▶ **What to do**
a - In the article on Burma's economy, rewrite everything from "Chiang Mai (Mizzima)" down to "to grow annually.", swapping "generals" for "junta leaders".
b - Extend the interview about Burma's economy beyond its final sentence.

Saturday, July 4, 2009

A legacy of mismanagement: the state of Burma's economy

 
by Mungpi
Friday, 03 July 2009 21:11

Chiang Mai (Mizzima) – With decades of economic mismanagement under military rule, and presently exacerbated by the global economic crisis, Burma’s economy is facing serious threats to the extent that some experts are predicting an impending food shortage in parts of the country. Meanwhile, the generals who have ruled the country since 1988 say Burma’s economy continues to grow annually.

To analyze Burma’s economic crisis, its causes and possible solutions, Mizzima's Assistant Editor caught up with Sean Turnell, an Associate Professor in the Economics Department of Macquarie University in Sydney, Australia. He is a member of Burma Economic Watch, which has for years produced research papers on Burma’s economy, as well as author of a recent in-depth publication on the history of Burma's financial institutions.


Mizzima: Speaking of a rural credit system in Burma, what sort of system is currently in place in Burma?

Sean Turnell: Burma's rural credit system has almost totally collapsed. It's actually in a terrible state. The government has long had a policy of having just one monopoly provider of rural credit in the form of the Myanmar Agricultural Development Bank, or MADB, and the MADB is in a bad way at the moment. It's been decapitalizing over the last few years as it has made losses and the government has taken a lot of its capital for its own purposes. So, the MADB is in a bad position. It's very much limited in the amount in can lend, in both its capacity and in terms of some very strange regulations the government imposes on it. Most of the problems of rural finance in Burma are institutional. They're very policy driven. And we see it very much in the form of the MADB and its problems.

▶ **Given information**
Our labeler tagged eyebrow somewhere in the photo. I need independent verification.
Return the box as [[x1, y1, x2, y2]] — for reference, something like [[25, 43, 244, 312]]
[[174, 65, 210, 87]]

▶ **Results by task**
a -
Chiang Mai (Mizzima) – With decades of economic mismanagement under military rule, and presently exacerbated by the global economic crisis, Burma’s economy is facing serious threats to the extent that some experts are predicting an impending food shortage in parts of the country. Meanwhile, the junta leaders who have ruled the country since 1988 say Burma’s economy continues to grow annually.

b -
Mizzima: What then needs to happen to again make the rural credit system operational?

Sean Turnell: There's a lot they could do. But probably the most significant thing they could do is instead of wasting all that gas revenue at the moment, why not channel that into the rural financial system – recapitalize the MADB and perhaps come up with some new institutions which could combine the insights of microfinance plus the branch network of a big, state agricultural lender. Many countries around the world have done similar sorts of things. At the moment, of course, the regime is not particularly willing to do any of that.

The absence of rural credit in Burma and what is almost the disappearance of cash in the rural economy has very profound implications, both in the short and long term. In the short term you've got farmers who aren't able to get access to credit and thus not using fertilizer, not making repairs and not engaging in ways that could make their farm practices more productive. So that means that production is lower. In the short to medium term, then, we can expect the output of food to be lower than what it would otherwise be. And this, of course, raises the specter of food insecurity and so on. In the long term there are several serious effects such as land degradation. Of all the things that farmers need to do anywhere in the world to keep their farms up to international best practices, none of that is taking place in Burma. There's no real investment for the future in terms of increasing productivity. Whether we look at the short, medium or long run, this is a profoundly important issue that is really holding Burma back and will continue to do so into the future.

Mizzima: If the money's not going to infrastructure development and rural credit systems, where is it going? How much is being spent on military hardware?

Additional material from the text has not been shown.